**What you will do:**
A. In the Sparta passage, how long does an ephor serve?
B. Please pick up the Sparta passage after its last sentence and continue it.

**Provided passage:**

-----

We can think of this in terms of stopping any one person or part of the government from usurping complete control. The ephors can’t do it – they only serve for a single year and cannot serve twice, leaving little reason to aggrandize an office you will have to hand off to who-knows-who in just 12 months. The gerousia can’t do it, because it lacks control of the army or any direct administration of anything. The apella can’t do it, because it is laughably weak. Even the kings are controlled: the two of them must often have been in conflict (a point Rahe (2016) makes), looking to undermine the other through their friends in the ephorate and the gerousia. In turn, it would always be in the interests of the gerontes to rein in a king who was exceeding his authority (and in the interest of the other king to help them).
All of which brings us back to our big question: why didn’t Sparta act to halt its decline? The men of the gerousia of 410 must have known at their own citizen body was once more than double the size it stood in their day. The same would have been true of the gerousia of 371. Some demographic declines are so slow as to be imperceptible, but the Spartan citizen population collapses by 80% in just a century, from 464 to 371. The decline would have been obvious – and evidently it was obvious.

-----

**Data provided:**
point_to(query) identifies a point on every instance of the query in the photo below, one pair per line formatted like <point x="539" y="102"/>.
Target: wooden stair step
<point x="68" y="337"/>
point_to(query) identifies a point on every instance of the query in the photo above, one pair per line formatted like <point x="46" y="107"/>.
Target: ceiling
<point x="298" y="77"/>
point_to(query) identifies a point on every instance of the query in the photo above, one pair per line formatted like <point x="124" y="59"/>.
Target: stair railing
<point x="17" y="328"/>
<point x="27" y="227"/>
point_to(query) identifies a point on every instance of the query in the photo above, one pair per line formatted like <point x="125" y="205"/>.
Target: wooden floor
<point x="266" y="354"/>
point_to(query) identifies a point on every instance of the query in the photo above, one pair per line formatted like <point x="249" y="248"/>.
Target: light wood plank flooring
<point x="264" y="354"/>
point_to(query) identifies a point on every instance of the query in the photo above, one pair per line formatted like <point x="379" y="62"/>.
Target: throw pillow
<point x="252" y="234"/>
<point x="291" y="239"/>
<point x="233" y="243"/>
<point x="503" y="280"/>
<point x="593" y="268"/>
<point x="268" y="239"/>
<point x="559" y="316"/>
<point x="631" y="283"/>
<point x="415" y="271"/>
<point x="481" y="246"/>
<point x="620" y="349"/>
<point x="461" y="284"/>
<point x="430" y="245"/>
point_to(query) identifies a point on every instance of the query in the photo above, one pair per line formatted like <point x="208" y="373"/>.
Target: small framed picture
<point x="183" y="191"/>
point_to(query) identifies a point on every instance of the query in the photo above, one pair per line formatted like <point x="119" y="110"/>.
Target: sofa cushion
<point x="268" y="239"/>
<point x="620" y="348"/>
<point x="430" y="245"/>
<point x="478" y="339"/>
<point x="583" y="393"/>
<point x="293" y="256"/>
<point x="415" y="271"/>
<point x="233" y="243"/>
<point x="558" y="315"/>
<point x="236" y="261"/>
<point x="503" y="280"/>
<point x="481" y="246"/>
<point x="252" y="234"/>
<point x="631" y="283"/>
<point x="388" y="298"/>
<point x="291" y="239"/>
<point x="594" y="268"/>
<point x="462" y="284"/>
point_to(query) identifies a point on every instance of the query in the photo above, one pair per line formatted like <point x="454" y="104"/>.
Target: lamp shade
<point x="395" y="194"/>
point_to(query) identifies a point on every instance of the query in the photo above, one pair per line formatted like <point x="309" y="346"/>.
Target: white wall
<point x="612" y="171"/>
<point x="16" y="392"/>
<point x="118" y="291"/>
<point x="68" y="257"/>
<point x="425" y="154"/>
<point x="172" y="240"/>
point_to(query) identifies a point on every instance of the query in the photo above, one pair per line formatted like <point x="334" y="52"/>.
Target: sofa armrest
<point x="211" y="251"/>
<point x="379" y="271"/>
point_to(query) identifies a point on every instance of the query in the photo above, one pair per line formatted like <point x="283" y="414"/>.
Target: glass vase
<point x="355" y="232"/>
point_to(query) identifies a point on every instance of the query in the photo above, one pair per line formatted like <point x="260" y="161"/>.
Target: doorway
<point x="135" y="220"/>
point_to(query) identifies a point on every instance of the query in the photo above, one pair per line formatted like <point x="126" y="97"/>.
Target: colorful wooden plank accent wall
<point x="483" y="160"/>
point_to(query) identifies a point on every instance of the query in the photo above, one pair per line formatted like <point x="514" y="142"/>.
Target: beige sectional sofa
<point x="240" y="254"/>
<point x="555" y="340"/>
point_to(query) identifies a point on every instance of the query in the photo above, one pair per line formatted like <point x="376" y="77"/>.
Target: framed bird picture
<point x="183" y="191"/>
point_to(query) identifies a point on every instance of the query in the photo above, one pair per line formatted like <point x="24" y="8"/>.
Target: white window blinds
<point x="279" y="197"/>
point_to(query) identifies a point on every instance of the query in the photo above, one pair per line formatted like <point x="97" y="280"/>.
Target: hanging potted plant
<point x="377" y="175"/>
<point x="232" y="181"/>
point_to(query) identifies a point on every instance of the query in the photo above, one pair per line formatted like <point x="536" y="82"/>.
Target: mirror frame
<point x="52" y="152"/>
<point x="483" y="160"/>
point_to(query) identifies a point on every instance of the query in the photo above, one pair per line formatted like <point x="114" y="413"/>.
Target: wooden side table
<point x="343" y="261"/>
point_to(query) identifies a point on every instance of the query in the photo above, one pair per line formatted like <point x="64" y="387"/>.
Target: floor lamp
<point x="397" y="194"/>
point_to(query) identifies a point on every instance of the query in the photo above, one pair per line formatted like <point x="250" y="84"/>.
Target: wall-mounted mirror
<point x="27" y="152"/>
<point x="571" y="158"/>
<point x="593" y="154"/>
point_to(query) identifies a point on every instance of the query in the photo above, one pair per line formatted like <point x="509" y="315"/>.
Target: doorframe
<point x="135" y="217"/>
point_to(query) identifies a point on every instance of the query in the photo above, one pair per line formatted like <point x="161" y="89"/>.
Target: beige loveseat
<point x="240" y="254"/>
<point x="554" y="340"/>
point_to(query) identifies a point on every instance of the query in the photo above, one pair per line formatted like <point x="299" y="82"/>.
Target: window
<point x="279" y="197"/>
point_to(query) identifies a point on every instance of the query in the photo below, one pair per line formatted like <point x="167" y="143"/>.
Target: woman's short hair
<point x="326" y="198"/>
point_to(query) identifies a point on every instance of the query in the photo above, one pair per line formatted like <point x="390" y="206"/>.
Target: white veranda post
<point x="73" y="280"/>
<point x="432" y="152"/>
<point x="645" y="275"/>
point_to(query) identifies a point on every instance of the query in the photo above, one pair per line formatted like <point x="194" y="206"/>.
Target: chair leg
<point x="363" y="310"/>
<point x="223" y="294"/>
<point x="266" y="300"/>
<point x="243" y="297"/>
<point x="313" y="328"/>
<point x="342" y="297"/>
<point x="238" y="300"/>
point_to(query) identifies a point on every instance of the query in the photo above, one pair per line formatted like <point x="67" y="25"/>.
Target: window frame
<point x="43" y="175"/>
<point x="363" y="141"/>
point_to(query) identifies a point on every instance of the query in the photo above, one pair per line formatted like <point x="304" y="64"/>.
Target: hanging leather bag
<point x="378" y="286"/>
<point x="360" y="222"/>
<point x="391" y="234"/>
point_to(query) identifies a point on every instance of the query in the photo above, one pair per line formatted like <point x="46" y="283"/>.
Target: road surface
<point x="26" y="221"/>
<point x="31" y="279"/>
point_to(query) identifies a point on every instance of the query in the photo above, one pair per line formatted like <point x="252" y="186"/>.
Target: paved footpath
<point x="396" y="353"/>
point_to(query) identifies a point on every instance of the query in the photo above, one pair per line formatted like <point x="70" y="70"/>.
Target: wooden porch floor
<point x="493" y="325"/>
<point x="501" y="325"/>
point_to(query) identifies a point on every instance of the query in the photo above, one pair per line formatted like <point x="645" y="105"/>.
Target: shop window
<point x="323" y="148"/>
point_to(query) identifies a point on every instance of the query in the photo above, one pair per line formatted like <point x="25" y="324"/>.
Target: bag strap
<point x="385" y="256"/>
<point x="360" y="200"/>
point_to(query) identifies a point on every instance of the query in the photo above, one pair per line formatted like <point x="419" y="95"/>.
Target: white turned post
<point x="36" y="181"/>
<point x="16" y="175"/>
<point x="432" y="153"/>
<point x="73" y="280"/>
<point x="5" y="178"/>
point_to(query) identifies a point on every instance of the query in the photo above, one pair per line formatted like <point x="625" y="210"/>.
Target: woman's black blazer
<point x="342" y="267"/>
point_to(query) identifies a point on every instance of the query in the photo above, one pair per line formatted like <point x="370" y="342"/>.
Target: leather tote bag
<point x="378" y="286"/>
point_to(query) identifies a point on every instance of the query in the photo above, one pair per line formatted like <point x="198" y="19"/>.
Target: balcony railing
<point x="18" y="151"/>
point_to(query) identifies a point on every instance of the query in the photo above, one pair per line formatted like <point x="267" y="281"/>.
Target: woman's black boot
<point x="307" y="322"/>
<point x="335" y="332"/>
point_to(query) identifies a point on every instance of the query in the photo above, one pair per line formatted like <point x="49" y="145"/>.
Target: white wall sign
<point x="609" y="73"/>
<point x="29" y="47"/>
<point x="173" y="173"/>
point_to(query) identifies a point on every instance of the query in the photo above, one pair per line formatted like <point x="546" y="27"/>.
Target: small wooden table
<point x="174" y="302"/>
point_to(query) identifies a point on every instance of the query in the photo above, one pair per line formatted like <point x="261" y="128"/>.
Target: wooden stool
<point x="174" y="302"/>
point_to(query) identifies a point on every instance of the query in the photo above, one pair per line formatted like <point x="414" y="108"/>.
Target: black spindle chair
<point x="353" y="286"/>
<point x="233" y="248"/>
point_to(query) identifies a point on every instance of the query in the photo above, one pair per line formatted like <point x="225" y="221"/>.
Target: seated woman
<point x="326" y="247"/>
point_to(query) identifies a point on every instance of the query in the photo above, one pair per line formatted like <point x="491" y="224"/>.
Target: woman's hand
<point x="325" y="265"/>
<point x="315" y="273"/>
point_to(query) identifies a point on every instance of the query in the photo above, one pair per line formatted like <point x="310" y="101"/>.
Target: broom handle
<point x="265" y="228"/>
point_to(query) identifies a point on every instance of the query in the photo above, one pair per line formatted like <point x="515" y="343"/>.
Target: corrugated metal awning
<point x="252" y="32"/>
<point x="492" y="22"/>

-----

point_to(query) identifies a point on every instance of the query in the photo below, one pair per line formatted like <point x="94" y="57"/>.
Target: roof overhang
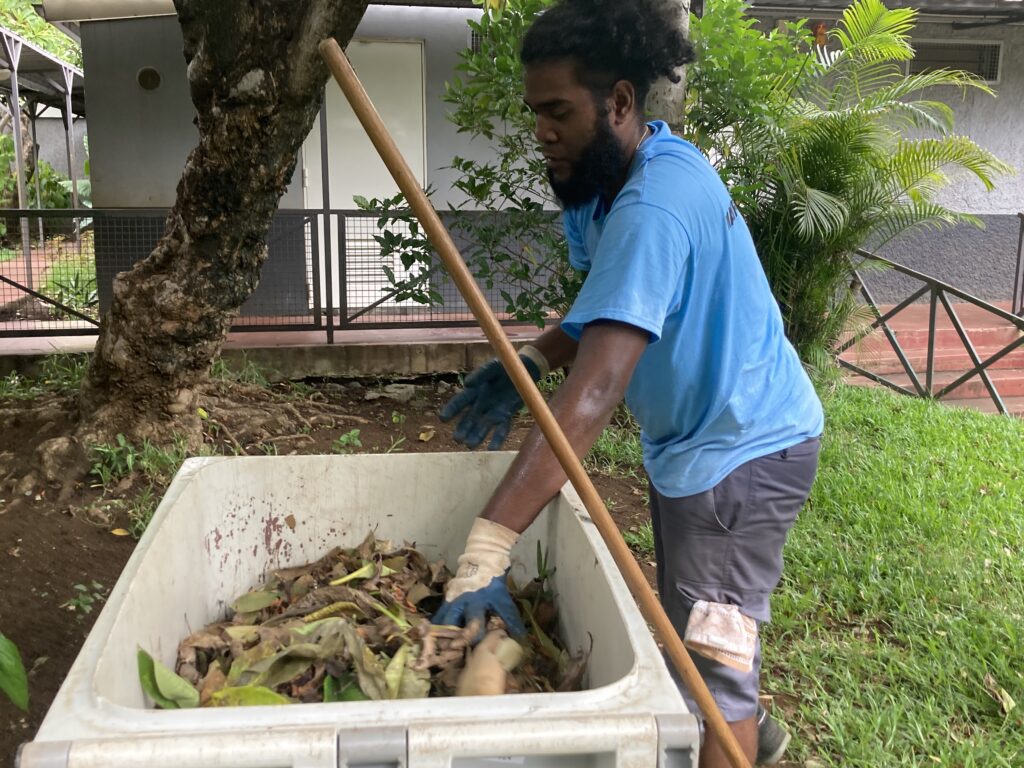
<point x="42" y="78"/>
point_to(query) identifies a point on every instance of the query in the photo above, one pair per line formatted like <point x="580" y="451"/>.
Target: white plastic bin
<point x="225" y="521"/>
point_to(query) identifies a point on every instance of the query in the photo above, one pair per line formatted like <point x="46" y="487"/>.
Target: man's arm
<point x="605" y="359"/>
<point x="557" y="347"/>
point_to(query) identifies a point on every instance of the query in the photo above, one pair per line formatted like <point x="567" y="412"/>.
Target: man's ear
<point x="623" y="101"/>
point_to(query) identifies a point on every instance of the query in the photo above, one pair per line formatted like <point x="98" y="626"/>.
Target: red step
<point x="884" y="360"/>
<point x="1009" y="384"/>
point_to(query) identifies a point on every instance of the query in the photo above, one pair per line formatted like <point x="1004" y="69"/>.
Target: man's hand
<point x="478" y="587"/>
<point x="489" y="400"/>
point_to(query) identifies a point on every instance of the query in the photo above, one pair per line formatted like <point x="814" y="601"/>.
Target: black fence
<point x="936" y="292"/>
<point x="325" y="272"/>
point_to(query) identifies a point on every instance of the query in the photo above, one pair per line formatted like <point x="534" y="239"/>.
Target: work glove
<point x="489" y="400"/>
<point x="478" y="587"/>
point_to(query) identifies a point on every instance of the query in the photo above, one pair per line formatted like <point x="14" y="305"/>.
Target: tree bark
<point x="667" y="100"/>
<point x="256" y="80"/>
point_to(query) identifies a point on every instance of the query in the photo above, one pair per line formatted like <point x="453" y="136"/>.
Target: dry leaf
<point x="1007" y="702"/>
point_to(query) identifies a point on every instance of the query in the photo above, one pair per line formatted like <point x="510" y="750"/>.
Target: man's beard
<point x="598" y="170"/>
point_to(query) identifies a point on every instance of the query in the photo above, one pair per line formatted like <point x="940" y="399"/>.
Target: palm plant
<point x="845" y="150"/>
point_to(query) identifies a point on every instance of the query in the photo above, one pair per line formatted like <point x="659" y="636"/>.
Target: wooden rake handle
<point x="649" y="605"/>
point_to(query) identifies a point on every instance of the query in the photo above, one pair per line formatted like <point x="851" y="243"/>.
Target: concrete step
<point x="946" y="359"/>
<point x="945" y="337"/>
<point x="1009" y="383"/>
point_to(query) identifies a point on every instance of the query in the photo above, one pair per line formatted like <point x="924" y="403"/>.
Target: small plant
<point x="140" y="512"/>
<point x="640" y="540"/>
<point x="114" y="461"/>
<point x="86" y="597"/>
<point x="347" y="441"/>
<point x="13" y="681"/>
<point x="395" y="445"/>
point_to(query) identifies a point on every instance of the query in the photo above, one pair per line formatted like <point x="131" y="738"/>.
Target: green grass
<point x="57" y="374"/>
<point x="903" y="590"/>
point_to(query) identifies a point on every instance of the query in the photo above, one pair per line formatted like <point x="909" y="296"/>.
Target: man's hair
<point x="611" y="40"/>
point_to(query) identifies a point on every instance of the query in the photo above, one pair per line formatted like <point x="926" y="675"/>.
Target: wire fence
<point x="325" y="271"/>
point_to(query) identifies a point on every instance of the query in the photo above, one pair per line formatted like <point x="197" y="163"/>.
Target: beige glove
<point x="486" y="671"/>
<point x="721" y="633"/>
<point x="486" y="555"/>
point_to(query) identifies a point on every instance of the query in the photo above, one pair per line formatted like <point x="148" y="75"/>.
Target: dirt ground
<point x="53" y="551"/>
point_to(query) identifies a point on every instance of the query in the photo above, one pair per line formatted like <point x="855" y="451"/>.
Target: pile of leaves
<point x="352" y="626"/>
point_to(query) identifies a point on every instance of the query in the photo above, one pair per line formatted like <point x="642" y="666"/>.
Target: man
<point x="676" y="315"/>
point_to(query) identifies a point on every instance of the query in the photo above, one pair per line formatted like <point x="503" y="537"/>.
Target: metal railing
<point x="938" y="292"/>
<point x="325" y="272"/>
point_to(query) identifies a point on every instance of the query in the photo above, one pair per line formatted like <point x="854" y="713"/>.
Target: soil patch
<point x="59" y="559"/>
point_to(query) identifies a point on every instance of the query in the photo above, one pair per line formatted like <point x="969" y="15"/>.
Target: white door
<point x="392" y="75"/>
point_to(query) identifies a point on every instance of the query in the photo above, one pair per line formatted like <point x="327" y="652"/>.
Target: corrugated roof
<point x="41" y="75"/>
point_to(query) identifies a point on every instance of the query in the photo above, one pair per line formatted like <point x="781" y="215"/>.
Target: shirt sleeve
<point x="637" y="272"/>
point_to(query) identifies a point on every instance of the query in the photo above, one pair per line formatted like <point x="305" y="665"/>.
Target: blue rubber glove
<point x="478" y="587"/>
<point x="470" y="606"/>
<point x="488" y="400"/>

-----

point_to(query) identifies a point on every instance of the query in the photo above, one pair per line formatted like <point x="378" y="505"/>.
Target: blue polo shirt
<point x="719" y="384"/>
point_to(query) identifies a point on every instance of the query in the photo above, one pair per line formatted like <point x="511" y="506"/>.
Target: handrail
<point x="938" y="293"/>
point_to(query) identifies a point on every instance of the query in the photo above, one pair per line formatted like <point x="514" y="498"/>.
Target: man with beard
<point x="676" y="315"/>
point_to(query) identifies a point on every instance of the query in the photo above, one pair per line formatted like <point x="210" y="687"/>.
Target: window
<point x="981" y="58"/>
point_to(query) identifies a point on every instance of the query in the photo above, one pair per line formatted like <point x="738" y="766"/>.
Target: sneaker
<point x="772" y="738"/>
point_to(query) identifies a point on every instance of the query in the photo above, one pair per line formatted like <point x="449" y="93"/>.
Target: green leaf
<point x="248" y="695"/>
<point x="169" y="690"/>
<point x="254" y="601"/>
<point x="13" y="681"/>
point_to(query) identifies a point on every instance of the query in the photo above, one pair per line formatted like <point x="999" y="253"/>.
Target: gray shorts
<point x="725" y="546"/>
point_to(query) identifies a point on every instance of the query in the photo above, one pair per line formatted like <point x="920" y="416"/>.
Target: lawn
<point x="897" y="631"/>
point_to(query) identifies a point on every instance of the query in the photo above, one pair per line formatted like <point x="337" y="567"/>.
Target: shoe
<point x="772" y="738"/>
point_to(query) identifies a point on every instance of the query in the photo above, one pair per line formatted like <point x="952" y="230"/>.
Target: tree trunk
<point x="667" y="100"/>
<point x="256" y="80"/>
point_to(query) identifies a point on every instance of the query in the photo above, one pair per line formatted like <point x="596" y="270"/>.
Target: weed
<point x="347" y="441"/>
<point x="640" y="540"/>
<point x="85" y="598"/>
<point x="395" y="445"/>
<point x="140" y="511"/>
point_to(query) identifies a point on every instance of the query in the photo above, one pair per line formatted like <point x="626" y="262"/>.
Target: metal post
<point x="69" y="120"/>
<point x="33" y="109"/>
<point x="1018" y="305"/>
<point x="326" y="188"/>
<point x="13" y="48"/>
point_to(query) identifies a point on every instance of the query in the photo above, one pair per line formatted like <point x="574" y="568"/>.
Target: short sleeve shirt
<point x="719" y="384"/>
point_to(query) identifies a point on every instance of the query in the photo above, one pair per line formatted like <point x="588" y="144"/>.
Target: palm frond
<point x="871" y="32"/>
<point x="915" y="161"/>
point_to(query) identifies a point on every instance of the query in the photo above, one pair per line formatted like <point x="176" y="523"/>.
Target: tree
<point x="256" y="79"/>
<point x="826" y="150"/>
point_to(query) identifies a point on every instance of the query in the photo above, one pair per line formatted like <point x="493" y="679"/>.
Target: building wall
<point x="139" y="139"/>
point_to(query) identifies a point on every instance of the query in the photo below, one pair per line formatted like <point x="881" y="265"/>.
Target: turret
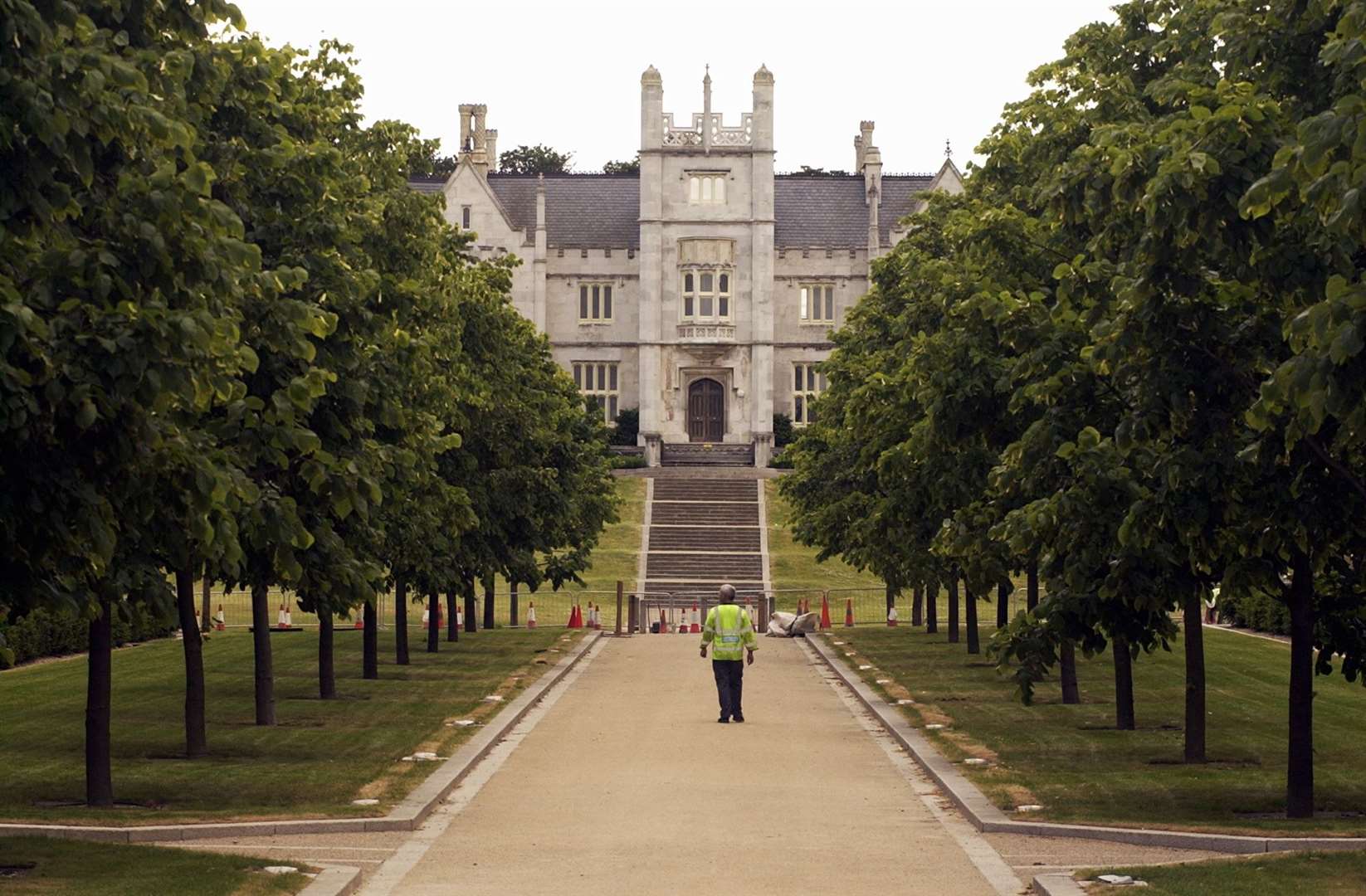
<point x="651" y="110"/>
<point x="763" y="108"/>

-----

**Solved problems:**
A. A single year, and an ephor cannot serve twice.

B.
We know it was obvious because Cinadon points it out, c. 390 (Xen. Hell. 3.3.5). We know it was obvious because we can see the sad half-measures to arrest the problem: the creation of classes of freed helots (the neodamodes) to serve in the army and the increasing prominence of mothakes and hypomeiones in the years leading up to Cinadon’s conspiracy. In short, we know it was obvious because we can see our historical subjects observing it. Why couldn’t they arrest this decline? In Sparta, the Rich Eat You
The problem, of course, is that if a situation ever arose within this system where the gerousia and the kings specifically had a community of interests (read: they wanted the same things) – even if it was to the disadvantage of the community as a whole – the neat system of restrained power falls apart. And that’s exactly what seems to have happened.
In essence, what we have is the formation of a clique around the two kings which consisted of the wealthiest of the spartiates – the ones who had benefited the most from the steady consolidation of kleroi into ever larger and ever fewer estates. "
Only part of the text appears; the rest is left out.